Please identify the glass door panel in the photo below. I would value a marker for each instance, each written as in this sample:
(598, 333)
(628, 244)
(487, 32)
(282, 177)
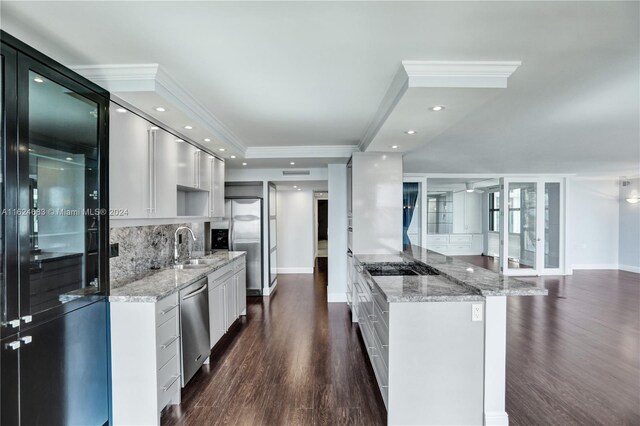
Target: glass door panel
(60, 187)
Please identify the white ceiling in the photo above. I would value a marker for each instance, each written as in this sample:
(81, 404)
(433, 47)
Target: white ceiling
(315, 73)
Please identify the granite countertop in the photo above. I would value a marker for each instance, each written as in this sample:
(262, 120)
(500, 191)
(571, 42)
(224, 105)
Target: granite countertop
(155, 285)
(457, 280)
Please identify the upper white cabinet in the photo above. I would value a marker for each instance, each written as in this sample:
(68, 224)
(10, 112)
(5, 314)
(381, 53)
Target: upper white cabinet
(187, 154)
(129, 149)
(216, 198)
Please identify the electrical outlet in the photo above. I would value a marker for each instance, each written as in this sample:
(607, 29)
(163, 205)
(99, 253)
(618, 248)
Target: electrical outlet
(476, 312)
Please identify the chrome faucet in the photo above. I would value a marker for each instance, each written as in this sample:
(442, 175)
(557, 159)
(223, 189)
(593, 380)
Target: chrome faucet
(175, 242)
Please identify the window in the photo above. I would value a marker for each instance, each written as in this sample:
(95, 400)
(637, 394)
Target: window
(494, 211)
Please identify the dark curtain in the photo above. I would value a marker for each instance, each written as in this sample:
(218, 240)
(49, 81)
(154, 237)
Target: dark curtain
(409, 197)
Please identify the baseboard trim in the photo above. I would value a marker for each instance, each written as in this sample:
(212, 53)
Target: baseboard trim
(337, 297)
(629, 268)
(496, 418)
(595, 266)
(295, 270)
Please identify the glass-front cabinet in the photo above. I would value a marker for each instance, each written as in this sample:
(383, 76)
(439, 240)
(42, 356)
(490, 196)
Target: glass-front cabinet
(53, 268)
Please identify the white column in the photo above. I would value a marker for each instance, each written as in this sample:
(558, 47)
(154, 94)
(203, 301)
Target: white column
(495, 361)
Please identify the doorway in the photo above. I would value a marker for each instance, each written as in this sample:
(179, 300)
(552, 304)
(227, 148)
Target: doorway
(322, 223)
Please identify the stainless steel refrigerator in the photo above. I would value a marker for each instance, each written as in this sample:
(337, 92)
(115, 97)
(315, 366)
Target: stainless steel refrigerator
(244, 216)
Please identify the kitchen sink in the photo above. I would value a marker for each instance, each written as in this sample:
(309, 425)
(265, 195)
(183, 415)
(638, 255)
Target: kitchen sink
(398, 269)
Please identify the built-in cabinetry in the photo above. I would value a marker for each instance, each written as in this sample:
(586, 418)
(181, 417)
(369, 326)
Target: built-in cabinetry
(172, 177)
(427, 357)
(145, 358)
(227, 298)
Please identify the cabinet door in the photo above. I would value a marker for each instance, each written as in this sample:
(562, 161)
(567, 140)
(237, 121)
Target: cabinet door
(186, 165)
(231, 305)
(241, 287)
(128, 163)
(217, 188)
(166, 150)
(204, 170)
(216, 314)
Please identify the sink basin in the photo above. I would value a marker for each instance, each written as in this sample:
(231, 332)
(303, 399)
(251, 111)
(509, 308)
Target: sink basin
(190, 266)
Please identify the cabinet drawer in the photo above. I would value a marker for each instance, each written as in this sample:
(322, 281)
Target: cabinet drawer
(166, 309)
(460, 239)
(437, 239)
(167, 350)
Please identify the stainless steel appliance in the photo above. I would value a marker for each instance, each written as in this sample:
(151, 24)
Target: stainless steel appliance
(194, 328)
(244, 216)
(54, 249)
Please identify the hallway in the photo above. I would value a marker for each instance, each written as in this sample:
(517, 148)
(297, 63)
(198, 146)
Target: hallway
(294, 361)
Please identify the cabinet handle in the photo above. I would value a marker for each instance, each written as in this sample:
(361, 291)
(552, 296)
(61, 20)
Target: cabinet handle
(169, 342)
(14, 345)
(166, 311)
(168, 385)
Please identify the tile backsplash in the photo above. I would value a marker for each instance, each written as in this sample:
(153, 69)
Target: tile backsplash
(145, 247)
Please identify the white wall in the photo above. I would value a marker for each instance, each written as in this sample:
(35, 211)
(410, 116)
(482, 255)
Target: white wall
(295, 232)
(593, 223)
(337, 233)
(629, 244)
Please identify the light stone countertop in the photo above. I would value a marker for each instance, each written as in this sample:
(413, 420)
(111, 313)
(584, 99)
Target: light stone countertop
(156, 285)
(458, 280)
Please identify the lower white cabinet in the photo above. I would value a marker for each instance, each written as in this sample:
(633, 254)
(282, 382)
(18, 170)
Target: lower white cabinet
(227, 298)
(145, 359)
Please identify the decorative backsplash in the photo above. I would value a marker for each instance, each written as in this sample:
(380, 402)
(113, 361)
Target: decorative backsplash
(145, 247)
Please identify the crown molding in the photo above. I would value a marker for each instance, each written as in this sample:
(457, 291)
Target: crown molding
(318, 151)
(425, 74)
(120, 78)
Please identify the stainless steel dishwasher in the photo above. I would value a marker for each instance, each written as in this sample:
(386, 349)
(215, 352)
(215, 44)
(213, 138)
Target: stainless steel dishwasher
(194, 328)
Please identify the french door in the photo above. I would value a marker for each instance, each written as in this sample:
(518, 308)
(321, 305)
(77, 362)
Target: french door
(531, 229)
*****
# Action item:
In the copy, every entry appears exactly as written above and no picture appears.

# Task response:
Please identify the glass door panel in the photo below. I would value a marker for each instance, each written as in this sample:
(598, 333)
(628, 244)
(487, 32)
(282, 177)
Target: glass door panel
(60, 187)
Please identify the white ceiling in the photo above. I would value a marker for each instance, each written as in this sample:
(81, 404)
(433, 47)
Target: white ceiling
(315, 73)
Please identify the granite countertop in the photo above. I would value a marker for each instance, each written as in this sample:
(262, 120)
(500, 191)
(571, 42)
(224, 105)
Target: granite countertop
(155, 285)
(457, 280)
Please identify the upper white cabinet in the photo above. I would value a marker for each instance, each written as in this sample:
(68, 224)
(10, 112)
(5, 314)
(381, 53)
Target: upper white cabinet
(187, 154)
(129, 149)
(216, 198)
Please identify the electrical outlet in the photo above. I would value a marker for each instance, each written as in this sample:
(607, 29)
(163, 205)
(99, 253)
(618, 248)
Target: electrical outlet
(476, 312)
Please identify the chrome faucet in the photo above. I would value a marker for each instance, each written as in this sample:
(442, 175)
(557, 159)
(223, 189)
(593, 380)
Target: chrome faucet
(175, 242)
Please identify the window in the photo above. I would value a marker for each instance, each written as in this sample:
(95, 400)
(637, 394)
Target: window
(494, 211)
Please identify the dark curtain in the photo above. I would value a marker for each instance, each written as in this sample:
(218, 240)
(49, 81)
(154, 237)
Target: dark curtain
(409, 197)
Please identify the baseboard trim in the photo above. I would value a marker for each instance, each written as in this sample:
(212, 53)
Target: baseboard trim
(337, 297)
(629, 268)
(496, 418)
(595, 266)
(295, 270)
Please identify the glass-front cabinet in the photo above. I would value a marker for each instance, each written as in this sample:
(383, 76)
(439, 240)
(42, 356)
(490, 196)
Target: glass-front cabinet
(53, 268)
Please identify the white column in the photo above. I would value a marker for each instance, each written as in this sample:
(558, 47)
(154, 94)
(203, 301)
Target: white column
(495, 361)
Please identify the doorway in the photo above. I would value a marker for each instance, each written as in this sample:
(179, 300)
(552, 304)
(227, 148)
Target: doorway
(322, 223)
Please identify the stainless steel refrigerator in the photo above. I would value a marker for each instance, each written as in this sample:
(337, 92)
(115, 97)
(315, 366)
Target: stainless steel refrigerator
(244, 216)
Please identify the kitchen sink in the photo above. I would value a marker for each instance, each written as in this sample:
(309, 425)
(265, 195)
(183, 415)
(638, 255)
Target: kitchen sink
(398, 269)
Please identify the built-in cabinetry in the photo above. I would value a marker for each instance, each written as in this sample:
(586, 418)
(181, 417)
(369, 326)
Target: built-in cabinetry
(172, 177)
(427, 357)
(145, 358)
(227, 298)
Please identify the cabinet door in the photo above. I would value a marker for each instance, each written as in this sample:
(562, 161)
(567, 140)
(237, 121)
Target: cabinet door
(186, 165)
(231, 305)
(241, 287)
(128, 163)
(217, 188)
(166, 150)
(204, 170)
(216, 314)
Please identify the sink basin in the photo above. I would value a marker for each instance, each written as in this sample:
(231, 332)
(303, 399)
(251, 111)
(509, 308)
Target: sink basin
(190, 266)
Please identify the cabinet drawer in the photo above. I would value a marker for each instance, each written as in this sample:
(322, 281)
Target: cabinet drawer
(166, 309)
(460, 239)
(437, 239)
(167, 350)
Please identify the stainless steel appliance in the photo above. I would value a marker for each instance, each written as in this sample:
(151, 24)
Target: stainless steel appliance
(194, 328)
(244, 216)
(54, 249)
Please identify the hallway in the photo above. I would value a marker for each instance, each written as in this sample:
(517, 148)
(297, 63)
(198, 146)
Target: hallway
(294, 361)
Please identify the cabinet handle in the photo above. I would value a marker for each instance, each written as in this sample:
(361, 291)
(552, 296)
(61, 20)
Target: cabinet handle
(169, 342)
(14, 345)
(166, 311)
(168, 385)
Please identify the tile backsplash in the photo above. I would value a marker for each instance, each written as in this sample:
(153, 69)
Target: tile backsplash
(145, 247)
Please identify the white wall in the photo above. I would value a marker for each instance, each written as in this sample:
(35, 211)
(410, 116)
(482, 255)
Target: white wall
(295, 232)
(593, 223)
(337, 233)
(629, 244)
Please identify the light stone countertop in the photo above. I would value a marker for each instance, each written as in this sample:
(413, 420)
(111, 313)
(584, 99)
Target: light stone countertop
(156, 285)
(458, 280)
Please identify the lower white cabinet in the photo above. I would value a marker for each instance, each written as in this sample:
(633, 254)
(282, 382)
(18, 170)
Target: lower white cabinet
(227, 298)
(145, 359)
Please identify the decorative backsplash in the photo above. I would value a marker for each instance, each written as in this sample:
(380, 402)
(113, 361)
Target: decorative backsplash
(145, 247)
Please identify the crown molding in the photo above. I would value a marker for each instance, each written as in this sample:
(457, 291)
Target: crown molding
(318, 151)
(425, 74)
(120, 78)
Please identify the stainless steel dishwasher in the photo above. I would value a marker for each instance, each written as in this sample:
(386, 349)
(215, 352)
(215, 44)
(213, 138)
Target: stainless steel dishwasher
(194, 328)
Please identify the french door in the photo above. I would value a marker for each instance, each written as in this sample:
(518, 308)
(321, 305)
(77, 362)
Target: french door
(531, 229)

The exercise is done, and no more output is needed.